### TEXTO PARA LEITURA
Câmara aprova lei que restringe acesso ao STJ
Câmara aprova projeto que limita recursos ao STJ e permite suspensão de processos relevantes por até um ano. Confira os detalhes da votação.

Câmara aprova projeto que restringe recursos ao STJ
A Câmara dos Deputados aprovou nesta terça-feira (14) um projeto de lei que estabelece novas restrições aos recursos ao STJ ao instituir critérios rigorosos para a admissão de recursos especiais. A proposta, que segue para sanção do presidente Luiz Inácio Lula da Silva (PT), representa uma mudança significativa no acesso à justiça no país.
O texto autoriza que o relator de um processo classificado como de "relevância" interrompa, por até doze meses, a tramitação de ações relacionadas à mesma questão jurídica em toda a nação até que o tribunal profira decisão definitiva sobre o assunto. Este mecanismo já é utilizado atualmente com recursos extraordinários no Supremo Tribunal Federal (STF).
######
- _O QUE FAZER_:
Transcreva palavra por palavra, do início ao fim, o texto acima sobre o projeto que restringe recursos ao STJ.
### LINHAS FORNECIDAS
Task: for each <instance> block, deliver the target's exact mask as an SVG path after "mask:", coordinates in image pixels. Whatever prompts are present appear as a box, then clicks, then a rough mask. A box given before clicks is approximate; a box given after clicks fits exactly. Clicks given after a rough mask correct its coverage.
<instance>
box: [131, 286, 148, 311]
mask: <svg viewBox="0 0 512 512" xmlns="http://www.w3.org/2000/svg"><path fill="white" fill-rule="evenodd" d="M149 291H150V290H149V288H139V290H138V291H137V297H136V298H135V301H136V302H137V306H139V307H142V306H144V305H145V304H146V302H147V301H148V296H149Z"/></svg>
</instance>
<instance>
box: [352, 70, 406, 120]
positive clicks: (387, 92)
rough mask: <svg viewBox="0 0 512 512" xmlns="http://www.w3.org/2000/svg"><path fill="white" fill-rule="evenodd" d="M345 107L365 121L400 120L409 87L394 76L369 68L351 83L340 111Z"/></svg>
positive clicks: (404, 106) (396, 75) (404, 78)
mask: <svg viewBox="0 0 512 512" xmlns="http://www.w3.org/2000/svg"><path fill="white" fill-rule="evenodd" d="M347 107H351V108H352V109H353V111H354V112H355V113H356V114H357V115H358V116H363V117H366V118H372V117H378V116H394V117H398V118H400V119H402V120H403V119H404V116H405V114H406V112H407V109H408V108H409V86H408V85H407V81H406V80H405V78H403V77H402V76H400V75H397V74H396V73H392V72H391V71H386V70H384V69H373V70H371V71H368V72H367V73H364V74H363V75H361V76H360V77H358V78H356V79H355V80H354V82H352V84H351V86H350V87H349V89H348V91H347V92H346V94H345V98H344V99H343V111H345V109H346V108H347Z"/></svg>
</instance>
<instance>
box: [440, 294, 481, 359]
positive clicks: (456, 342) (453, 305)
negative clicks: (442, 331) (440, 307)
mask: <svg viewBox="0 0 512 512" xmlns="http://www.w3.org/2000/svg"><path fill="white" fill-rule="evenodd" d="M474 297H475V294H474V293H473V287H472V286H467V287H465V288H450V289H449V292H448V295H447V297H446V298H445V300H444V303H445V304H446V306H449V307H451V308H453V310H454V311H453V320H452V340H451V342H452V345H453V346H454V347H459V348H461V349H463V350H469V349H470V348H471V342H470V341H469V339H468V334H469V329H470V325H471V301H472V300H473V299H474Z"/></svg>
######
- _SUA RESPOSTA_:
Câmara aprova lei que restringe acesso ao STJ
Câmara aprova projeto que limita recursos ao STJ e permite suspensão de processos relevantes por até um ano. Confira os detalhes da votação.

Câmara aprova projeto que restringe recursos ao STJ
A Câmara dos Deputados aprovou nesta terça-feira (14) um projeto de lei que estabelece novas restrições aos recursos ao STJ ao instituir critérios rigorosos para a admissão de recursos especiais. A proposta, que segue para sanção do presidente Luiz Inácio Lula da Silva (PT), representa uma mudança significativa no acesso à justiça no país.
O texto autoriza que o relator de um processo classificado como de "relevância" interrompa, por até doze meses, a tramitação de ações relacionadas à mesma questão jurídica em toda a nação até que o tribunal profira decisão definitiva sobre o assunto. Este mecanismo já é utilizado atualmente com recursos extraordinários no Supremo Tribunal Federal (STF).